(Selected excerpt):
I have a gtf file containing only "exon" type records. Each such record specifies the "gene_id" and "transcript_id" For example:

chrI tmp.gp exon 87286 87387 . + . gene_id "SNC1"; transcript_id "SNC1"; exon_number "1"; exon_id "SNC1.1"; chrI tmp.gp exon 87501 87752 . + . gene_id "SNC1"; transcript_id "SNC1"; exon_number "2"; exon_id "SNC1.2";

Now this file can be loaded and correctly displayed (with transcript_id annotation) on the UCSC Genome Browser.

Indeed, to generate a kallisto target index, I loaded that gtf file, then used the Table Browser to extract the transcript sequences into a fasta file containing the sequences for each transcript_id.

(Excerpted records):
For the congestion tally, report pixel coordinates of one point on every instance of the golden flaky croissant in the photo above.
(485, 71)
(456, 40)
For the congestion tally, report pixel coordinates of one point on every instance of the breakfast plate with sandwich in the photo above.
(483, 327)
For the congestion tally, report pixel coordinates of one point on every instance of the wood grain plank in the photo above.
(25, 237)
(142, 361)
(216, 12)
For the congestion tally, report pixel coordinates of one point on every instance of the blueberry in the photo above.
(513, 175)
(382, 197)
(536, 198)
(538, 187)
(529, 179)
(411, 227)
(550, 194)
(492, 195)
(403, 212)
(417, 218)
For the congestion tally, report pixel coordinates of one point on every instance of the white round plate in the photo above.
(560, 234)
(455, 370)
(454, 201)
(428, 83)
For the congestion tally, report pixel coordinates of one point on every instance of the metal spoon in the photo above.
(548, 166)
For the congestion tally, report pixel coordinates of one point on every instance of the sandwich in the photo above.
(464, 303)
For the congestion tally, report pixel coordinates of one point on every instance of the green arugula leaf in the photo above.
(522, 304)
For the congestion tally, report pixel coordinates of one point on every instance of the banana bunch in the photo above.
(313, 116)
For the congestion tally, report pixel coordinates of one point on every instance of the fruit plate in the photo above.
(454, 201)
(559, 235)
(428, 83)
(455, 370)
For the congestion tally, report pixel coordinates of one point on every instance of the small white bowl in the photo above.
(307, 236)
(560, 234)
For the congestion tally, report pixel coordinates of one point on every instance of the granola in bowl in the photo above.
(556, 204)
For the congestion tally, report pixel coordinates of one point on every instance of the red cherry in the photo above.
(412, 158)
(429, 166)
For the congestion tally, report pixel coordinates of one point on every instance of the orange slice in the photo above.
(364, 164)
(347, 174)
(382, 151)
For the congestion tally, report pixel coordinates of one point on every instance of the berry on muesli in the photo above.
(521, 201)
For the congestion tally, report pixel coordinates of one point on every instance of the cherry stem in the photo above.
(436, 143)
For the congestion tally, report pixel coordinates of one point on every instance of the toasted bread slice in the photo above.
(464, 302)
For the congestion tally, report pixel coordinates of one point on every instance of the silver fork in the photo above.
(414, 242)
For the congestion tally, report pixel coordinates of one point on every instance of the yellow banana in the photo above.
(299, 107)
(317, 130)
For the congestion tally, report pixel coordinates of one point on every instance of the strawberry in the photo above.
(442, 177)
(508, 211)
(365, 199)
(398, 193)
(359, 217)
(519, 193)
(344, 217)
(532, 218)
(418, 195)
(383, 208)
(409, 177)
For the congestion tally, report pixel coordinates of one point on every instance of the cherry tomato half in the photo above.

(Aim of the exercise):
Using the forum post about the gtf file, decide whether each statement agrees with it: (a) the file holds records of several feature types, not only exons; (b) the file could be shown on the UCSC Genome Browser with transcript_id annotation; (c) the transcript sequences were pulled into a fasta file with the Table Browser. Answer yes or no for each, quoting the words of the post that decide it.

(Solution to this problem):
(a) No: "I have a gtf file containing only "exon" type records."
(b) Yes: "this file can be loaded and correctly displayed (with transcript_id annotation) on the UCSC Genome Browser."
(c) Yes: "used the Table Browser to extract the transcript sequences into a fasta file"